◆ OBJETIVO 1 ◆
Reproduce sin cambios la parte del pasaje extraído de abajo que comienza en las palabras "Querés tener sexo" y se detiene después de "setecientos mangos.".

◆ PASAJE EXTRAÍDO ◆
+---+

Querés tener sexo en el auto, “como
cuando eramos novios, gordi…” Pero se te trabó la gamba en la palanca de
cambios del auto y casi te la tienen que sacar con cesárea del muslo, el gordi
necesitó cinco sesiones de kinesiólogo para sacarse el dolor del ciático porque
se tuvo te contorsionar como un artista de circo para poder hacer algo en el
coche, y la multa por escándalo en la vía pública que te hizo el zorro gris cuando
los agarró haciéndose los pendejos en el estacionamiento del shopping les costó
setecientos mangos.
Todo sano. Comer semillas, tantas
como para que te empiecen a crecer plumas. Fibra, mucha. Lo suficiente como
para cagar un sweater. Leche de soja, jugo de toronjas, tofu (que es lo más
parecido al yeso que vi en mi vida). Comida macrobiótica, molecular,
microbiótica, vegana, sásncrita o predigerida. Un vómito a la derecha, por
favor.
Con los hombres la cosa no es
menos sencilla. Al derrotero emprendido por las mujeres que comenté recién, se
le agregan otros deliciosos padeceres, a saber:
Te sacas pelos hasta del culo
para ponértelos en la pelada, porque ser calvo no da. Te teñís porque las canas
envejecen, aunque parezca que se te cayó un balde de pintura negra de un
andamio justo en la cabeza cuando caminabas por la calle.

+---+

◆ DATOS PROPORCIONADOS ◆
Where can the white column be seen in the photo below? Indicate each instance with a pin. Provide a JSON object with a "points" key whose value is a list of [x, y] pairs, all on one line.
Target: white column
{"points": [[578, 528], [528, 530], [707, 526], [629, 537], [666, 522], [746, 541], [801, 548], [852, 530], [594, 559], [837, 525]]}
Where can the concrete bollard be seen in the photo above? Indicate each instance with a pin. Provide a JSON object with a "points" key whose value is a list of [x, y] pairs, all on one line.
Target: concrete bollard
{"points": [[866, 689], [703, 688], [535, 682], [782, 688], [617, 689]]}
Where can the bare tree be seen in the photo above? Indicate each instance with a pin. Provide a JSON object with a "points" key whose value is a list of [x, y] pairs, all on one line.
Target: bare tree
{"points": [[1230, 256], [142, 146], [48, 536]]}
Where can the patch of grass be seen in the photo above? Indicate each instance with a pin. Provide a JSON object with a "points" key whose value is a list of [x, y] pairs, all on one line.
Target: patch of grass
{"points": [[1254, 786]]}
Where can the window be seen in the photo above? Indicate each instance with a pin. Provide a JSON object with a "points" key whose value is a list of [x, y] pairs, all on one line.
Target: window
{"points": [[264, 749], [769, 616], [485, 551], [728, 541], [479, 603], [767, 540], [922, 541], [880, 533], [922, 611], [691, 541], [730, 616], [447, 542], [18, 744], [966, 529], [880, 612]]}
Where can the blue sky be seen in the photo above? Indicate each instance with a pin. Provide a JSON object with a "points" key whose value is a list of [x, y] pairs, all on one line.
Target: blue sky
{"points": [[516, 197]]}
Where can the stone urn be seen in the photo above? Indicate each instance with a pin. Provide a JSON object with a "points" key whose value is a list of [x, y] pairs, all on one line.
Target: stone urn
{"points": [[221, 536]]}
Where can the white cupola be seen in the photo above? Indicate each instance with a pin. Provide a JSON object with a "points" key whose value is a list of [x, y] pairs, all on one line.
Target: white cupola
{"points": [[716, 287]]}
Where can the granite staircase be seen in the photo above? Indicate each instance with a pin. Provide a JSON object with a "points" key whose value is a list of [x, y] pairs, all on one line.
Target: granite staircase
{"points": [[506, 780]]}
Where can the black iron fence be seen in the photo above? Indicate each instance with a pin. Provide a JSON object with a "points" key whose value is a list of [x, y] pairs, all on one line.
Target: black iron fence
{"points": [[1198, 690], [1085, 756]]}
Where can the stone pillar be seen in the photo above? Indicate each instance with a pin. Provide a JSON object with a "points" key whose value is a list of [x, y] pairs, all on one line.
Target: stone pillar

+---+

◆ OBJETIVO 2 ◆
Indica cuántas líneas de las entradas contienen la palabra "bare", teniendo en cuenta mayúsculas y minúsculas; responde solo con el número, por favor.

◆ RESPUESTA CORRECTA 1 ◆
Querés tener sexo en el auto, “como
cuando eramos novios, gordi…” Pero se te trabó la gamba en la palanca de
cambios del auto y casi te la tienen que sacar con cesárea del muslo, el gordi
necesitó cinco sesiones de kinesiólogo para sacarse el dolor del ciático porque
se tuvo te contorsionar como un artista de circo para poder hacer algo en el
coche, y la multa por escándalo en la vía pública que te hizo el zorro gris cuando
los agarró haciéndose los pendejos en el estacionamiento del shopping les costó
setecientos mangos.

◆ RESPUESTA CORRECTA 2 ◆
2